- [Text section]:

-=-=-=-=-

Francisco Homem de Mello

journey

We’ve been using our personal New Year’s resolutions at Qulture.Rocks to learn and teach basic concepts of how OKRs should work, and we’re not alone. We’re definitely not fans of using metaphors and analogies to talk about OKRs, since we think there’s a huge risk of not getting the right concepts through to people, but in this case, I think actually tying OKRs to themes closer to people’s day to day realities may actually have positive effects on their understanding of what OKRs are and aren’t.

So let’s get down to business. Let’s say it’s the start of the year, and I want to write my New Year’s resolutions: The first step is figuring out what the vision for that year is.


Step 1: Set the vision

The vision should describe, in the most visually descriptive form possible, how things will look like the perspective of your future self (let’s say in December 31st) looking back at you and your year. Ideally, you should be using present verbs, such as “have” and “am”. For example:

  • I am thinner
  • I am healthier
  • I have spent a lot more quality time with my friends and family
  • I have $ 30k in savings for a rainy day
  • I have traveled to two countries I’ve never been to
  • I ran my first marathon

That’s an amazing list to start with.

-=-=-=-=-

- [Recorded information]:
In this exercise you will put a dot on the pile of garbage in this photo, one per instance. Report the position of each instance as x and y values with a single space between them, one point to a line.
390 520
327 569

-=-=-=-=-

- [Set problem A]: Decide whether each statement agrees with the OKR text, answering yes or no and quoting the words of the text that decide it: (i) The vision should ideally be written with present verbs. (ii) The writers are fans of using metaphors and analogies to talk about OKRs. (iii) One example in the list is having $50k in savings.
- [Set problem B]: According to the OKR text, what is the first step in writing New Year's resolutions?
- [Set problem C]: Reproduce the part of the OKR text starting with "We’ve been using" and going on through "are and aren’t.".

- [Written solution A]:
(i) Yes: "Ideally, you should be using present verbs, such as “have” and “am”."
(ii) No: "We’re definitely not fans of using metaphors and analogies to talk about OKRs"
(iii) No: "I have $ 30k in savings for a rainy day"

- [Written solution B]: The first step is figuring out what the vision for that year is.

- [Written solution C]:
We’ve been using our personal New Year’s resolutions at Qulture.Rocks to learn and teach basic concepts of how OKRs should work, and we’re not alone. We’re definitely not fans of using metaphors and analogies to talk about OKRs, since we think there’s a huge risk of not getting the right concepts through to people, but in this case, I think actually tying OKRs to themes closer to people’s day to day realities may actually have positive effects on their understanding of what OKRs are and aren’t.